**Your goal:** What lines in the records below hold the string "instance"? Please show them.

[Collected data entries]
<<<<
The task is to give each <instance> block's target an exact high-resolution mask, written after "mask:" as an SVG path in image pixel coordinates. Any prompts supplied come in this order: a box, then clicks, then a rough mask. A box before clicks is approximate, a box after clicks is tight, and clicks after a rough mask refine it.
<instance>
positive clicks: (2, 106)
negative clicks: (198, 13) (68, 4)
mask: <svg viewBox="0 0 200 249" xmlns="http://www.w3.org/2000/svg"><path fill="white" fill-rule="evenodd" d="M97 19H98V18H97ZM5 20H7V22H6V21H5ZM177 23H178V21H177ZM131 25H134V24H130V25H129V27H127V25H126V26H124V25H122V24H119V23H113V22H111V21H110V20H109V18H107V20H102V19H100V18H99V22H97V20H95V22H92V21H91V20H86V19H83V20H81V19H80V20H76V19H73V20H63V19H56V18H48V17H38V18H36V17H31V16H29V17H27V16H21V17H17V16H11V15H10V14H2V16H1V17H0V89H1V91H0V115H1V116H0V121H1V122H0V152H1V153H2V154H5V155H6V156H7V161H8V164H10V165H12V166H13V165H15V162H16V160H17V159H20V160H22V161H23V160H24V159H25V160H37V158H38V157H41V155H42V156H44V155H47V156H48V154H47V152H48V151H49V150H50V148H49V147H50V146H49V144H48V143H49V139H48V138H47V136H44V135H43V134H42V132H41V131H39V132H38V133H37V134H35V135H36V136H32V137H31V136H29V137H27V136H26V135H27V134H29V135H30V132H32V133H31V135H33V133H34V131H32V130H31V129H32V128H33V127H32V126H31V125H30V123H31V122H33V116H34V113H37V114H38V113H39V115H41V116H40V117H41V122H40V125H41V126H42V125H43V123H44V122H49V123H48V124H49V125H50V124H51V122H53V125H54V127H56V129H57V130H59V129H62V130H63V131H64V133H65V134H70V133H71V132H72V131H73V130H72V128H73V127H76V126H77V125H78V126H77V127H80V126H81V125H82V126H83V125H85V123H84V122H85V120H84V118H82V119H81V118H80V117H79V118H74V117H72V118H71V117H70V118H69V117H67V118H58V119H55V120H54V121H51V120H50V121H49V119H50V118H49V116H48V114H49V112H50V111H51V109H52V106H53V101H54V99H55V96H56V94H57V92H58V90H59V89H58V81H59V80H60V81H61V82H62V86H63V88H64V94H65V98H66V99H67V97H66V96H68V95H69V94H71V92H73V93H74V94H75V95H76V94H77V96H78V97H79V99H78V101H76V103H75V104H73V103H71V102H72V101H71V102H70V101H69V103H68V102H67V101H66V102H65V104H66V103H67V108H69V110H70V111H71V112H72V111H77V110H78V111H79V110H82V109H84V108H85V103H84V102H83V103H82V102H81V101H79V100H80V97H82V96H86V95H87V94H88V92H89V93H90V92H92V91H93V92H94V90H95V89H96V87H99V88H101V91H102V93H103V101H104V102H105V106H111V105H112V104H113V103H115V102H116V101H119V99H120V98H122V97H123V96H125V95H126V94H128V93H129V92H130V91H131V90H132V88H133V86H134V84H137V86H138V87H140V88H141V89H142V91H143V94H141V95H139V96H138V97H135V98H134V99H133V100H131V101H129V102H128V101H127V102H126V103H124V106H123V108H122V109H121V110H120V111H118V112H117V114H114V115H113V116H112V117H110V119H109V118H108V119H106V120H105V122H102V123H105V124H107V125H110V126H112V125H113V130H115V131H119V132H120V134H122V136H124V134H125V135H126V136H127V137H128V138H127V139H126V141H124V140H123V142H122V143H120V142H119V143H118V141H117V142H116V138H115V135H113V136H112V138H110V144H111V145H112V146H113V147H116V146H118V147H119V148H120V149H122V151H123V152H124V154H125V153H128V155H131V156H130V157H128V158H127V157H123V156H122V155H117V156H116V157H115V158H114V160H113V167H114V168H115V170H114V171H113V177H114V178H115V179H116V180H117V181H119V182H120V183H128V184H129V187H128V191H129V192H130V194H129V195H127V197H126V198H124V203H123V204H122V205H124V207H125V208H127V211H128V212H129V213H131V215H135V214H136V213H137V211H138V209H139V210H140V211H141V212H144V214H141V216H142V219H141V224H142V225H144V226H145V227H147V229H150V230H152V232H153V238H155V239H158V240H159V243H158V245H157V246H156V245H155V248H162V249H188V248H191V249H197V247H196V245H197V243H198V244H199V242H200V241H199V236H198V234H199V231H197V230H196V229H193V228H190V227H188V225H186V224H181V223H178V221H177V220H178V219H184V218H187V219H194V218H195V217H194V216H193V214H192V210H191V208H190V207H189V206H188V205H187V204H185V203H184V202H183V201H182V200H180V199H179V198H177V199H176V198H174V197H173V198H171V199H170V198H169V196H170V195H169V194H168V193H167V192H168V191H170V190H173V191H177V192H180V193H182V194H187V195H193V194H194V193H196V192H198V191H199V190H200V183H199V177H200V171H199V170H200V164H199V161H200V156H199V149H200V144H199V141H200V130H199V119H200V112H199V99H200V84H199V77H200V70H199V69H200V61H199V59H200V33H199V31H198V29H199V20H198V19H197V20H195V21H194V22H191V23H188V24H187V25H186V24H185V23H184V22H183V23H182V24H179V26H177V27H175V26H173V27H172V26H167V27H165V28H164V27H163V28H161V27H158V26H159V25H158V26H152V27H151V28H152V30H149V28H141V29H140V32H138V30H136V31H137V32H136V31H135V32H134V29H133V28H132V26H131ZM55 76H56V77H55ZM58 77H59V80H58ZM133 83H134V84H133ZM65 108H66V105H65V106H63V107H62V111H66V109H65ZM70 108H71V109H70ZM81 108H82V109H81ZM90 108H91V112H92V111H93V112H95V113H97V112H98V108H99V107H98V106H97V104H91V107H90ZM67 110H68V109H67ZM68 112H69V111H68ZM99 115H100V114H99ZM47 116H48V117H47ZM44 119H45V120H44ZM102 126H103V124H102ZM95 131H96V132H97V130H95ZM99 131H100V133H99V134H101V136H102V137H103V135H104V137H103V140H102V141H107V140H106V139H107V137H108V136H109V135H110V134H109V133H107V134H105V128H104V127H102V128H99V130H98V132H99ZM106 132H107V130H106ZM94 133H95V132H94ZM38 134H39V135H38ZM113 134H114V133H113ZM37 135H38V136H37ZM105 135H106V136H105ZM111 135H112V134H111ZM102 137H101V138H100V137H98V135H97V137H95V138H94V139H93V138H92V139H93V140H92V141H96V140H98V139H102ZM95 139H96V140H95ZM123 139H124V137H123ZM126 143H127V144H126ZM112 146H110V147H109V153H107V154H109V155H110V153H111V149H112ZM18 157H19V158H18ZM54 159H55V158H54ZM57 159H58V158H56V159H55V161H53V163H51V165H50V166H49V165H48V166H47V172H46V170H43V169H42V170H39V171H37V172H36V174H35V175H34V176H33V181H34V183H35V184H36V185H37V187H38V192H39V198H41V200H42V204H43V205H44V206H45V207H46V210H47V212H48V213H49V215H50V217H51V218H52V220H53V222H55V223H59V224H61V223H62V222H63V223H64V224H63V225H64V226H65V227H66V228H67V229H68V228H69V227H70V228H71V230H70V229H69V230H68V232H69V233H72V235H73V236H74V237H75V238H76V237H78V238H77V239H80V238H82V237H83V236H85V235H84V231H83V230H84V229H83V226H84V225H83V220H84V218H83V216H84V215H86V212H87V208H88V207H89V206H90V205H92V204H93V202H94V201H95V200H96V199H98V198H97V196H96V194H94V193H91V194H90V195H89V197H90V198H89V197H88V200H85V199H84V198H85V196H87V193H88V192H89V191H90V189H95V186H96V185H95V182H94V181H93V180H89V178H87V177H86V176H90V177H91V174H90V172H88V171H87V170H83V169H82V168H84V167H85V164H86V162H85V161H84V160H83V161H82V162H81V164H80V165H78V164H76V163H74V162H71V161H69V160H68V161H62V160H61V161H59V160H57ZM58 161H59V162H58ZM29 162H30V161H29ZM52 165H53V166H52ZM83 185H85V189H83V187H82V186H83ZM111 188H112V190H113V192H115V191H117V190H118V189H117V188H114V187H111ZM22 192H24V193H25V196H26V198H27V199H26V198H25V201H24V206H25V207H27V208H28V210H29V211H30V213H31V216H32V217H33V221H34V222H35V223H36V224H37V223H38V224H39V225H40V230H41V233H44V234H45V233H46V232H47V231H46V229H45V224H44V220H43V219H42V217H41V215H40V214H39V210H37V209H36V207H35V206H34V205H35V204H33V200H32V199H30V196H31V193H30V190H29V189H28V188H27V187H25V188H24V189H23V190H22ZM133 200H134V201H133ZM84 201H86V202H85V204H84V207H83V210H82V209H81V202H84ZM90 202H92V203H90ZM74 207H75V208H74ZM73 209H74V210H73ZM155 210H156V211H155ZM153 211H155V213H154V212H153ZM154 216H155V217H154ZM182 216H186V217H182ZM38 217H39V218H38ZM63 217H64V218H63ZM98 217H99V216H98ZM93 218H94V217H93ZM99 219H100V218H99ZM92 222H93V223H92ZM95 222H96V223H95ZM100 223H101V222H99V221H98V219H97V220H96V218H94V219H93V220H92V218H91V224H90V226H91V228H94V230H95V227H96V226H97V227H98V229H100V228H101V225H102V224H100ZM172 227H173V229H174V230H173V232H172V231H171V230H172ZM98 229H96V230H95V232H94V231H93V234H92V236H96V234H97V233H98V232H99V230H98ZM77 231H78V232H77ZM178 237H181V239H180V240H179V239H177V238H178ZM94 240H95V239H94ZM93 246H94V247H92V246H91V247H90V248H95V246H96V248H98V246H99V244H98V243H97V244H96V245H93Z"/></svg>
>>>>
**The completed task:**
The task is to give each <instance> block's target an exact high-resolution mask, written after "mask:" as an SVG path in image pixel coordinates. Any prompts supplied come in this order: a box, then clicks, then a rough mask. A box before clicks is approximate, a box after clicks is tight, and clicks after a rough mask refine it.
<instance>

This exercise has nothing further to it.